Supplied information →

□ □ □ □ □ □ □

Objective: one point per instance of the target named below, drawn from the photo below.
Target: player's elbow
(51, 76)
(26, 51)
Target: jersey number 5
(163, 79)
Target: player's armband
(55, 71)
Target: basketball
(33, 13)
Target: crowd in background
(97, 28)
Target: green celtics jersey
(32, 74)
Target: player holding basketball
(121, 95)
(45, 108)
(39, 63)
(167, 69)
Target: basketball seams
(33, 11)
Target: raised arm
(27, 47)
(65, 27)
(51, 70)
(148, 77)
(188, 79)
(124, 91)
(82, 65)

□ □ □ □ □ □ □

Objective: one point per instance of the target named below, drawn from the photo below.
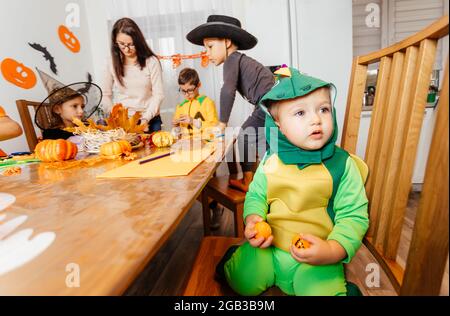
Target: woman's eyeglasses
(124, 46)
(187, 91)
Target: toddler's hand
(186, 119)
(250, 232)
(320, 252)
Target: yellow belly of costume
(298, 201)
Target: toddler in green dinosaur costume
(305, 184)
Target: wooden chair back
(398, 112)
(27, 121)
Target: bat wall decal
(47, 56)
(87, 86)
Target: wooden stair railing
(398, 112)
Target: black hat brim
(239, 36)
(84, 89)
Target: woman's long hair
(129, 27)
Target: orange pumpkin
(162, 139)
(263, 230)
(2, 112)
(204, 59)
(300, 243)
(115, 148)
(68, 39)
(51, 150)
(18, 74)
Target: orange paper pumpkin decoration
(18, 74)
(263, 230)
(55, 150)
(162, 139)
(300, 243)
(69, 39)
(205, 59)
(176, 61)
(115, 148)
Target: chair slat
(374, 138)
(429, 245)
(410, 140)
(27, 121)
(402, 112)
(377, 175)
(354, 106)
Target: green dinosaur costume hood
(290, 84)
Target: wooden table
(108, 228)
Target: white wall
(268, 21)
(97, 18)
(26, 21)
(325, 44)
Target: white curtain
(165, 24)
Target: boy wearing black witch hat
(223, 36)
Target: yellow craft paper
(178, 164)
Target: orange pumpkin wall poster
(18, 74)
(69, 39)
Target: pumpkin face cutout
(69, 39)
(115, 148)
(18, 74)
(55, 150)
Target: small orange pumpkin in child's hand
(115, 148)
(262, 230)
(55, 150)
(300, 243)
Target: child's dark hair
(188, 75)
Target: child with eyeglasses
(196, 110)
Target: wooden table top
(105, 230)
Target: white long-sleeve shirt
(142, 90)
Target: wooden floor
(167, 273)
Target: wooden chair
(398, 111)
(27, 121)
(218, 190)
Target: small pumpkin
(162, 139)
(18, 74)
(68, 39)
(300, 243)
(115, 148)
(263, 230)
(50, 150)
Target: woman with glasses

□ □ □ □ □ □ □

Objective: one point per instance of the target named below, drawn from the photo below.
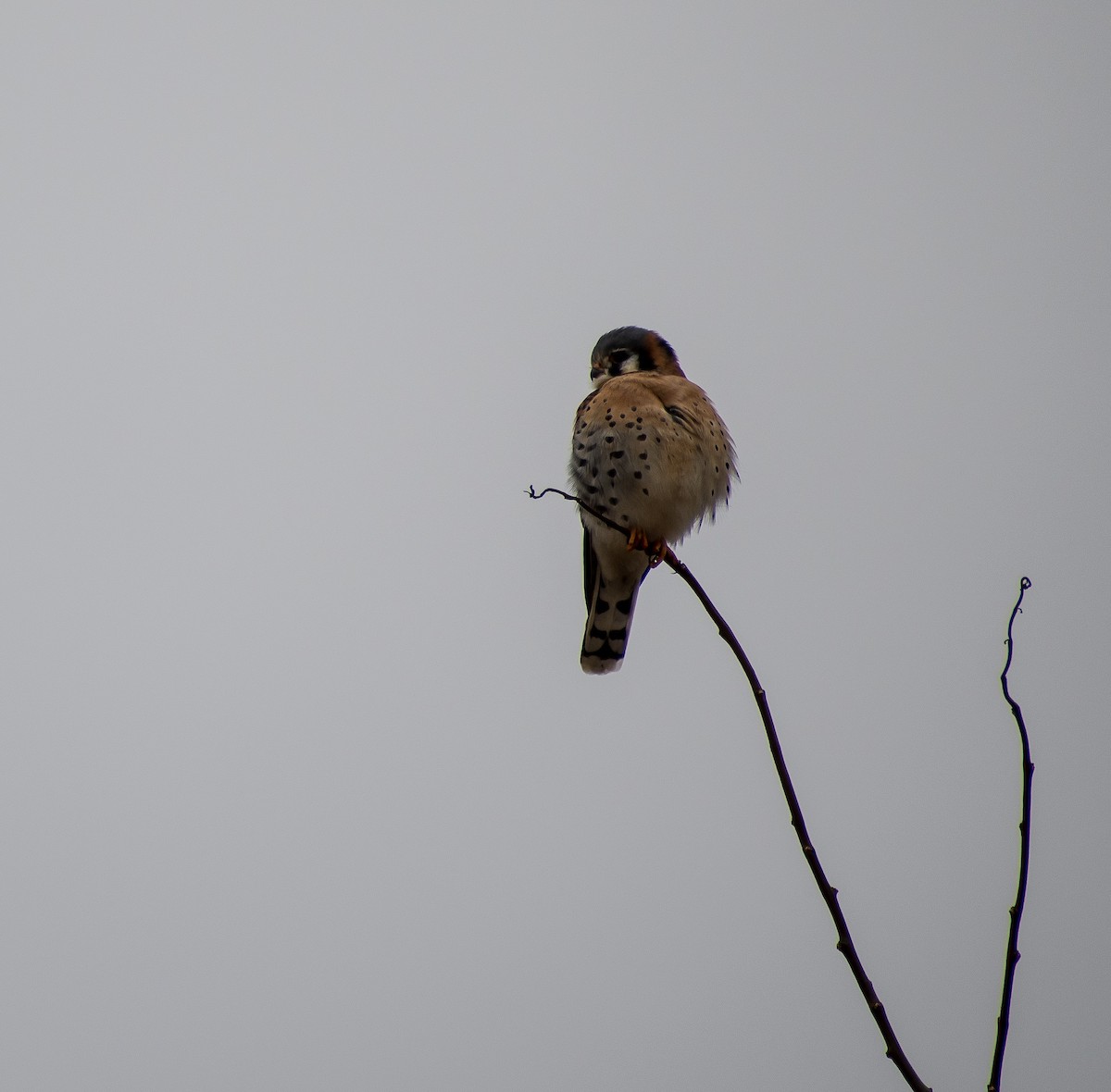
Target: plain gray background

□ □ □ □ □ □ □

Task item → With the first line being the one containing "Target: wooden stair railing" and the last line the one containing "Target: woman with glasses", transcribe exactly the lines above that fall in that range.

Exercise output →
Target: wooden stair railing
(398, 112)
Target: black hat brim
(239, 36)
(84, 89)
Target: woman's long hair
(129, 27)
Target: orange pumpkin
(162, 139)
(263, 230)
(2, 112)
(204, 59)
(300, 243)
(115, 148)
(68, 39)
(51, 150)
(18, 74)
Target: orange paper pumpkin decoration
(18, 74)
(263, 230)
(55, 150)
(162, 139)
(300, 243)
(69, 39)
(205, 59)
(176, 61)
(115, 148)
Target: chair slat
(374, 138)
(429, 245)
(410, 140)
(27, 121)
(402, 112)
(377, 175)
(354, 106)
Target: green dinosaur costume hood
(290, 84)
Target: wooden table
(108, 228)
Target: white wall
(268, 21)
(97, 18)
(26, 21)
(325, 44)
Target: white curtain
(165, 24)
Target: boy wearing black witch hat
(223, 36)
Target: yellow craft paper
(178, 164)
Target: orange pumpkin wall poster
(18, 74)
(69, 39)
Target: pumpkin face cutout
(69, 39)
(115, 148)
(18, 74)
(55, 150)
Target: small orange pumpkin in child's hand
(115, 148)
(262, 230)
(55, 150)
(300, 243)
Target: child's dark hair
(188, 75)
Target: child with eyeglasses
(196, 110)
Target: wooden table top
(105, 230)
Target: white long-sleeve shirt
(142, 90)
Target: wooden floor
(167, 273)
Target: wooden chair
(398, 111)
(27, 121)
(218, 190)
Target: small pumpkin
(162, 139)
(18, 74)
(68, 39)
(300, 243)
(115, 148)
(263, 230)
(50, 150)
Target: woman with glasses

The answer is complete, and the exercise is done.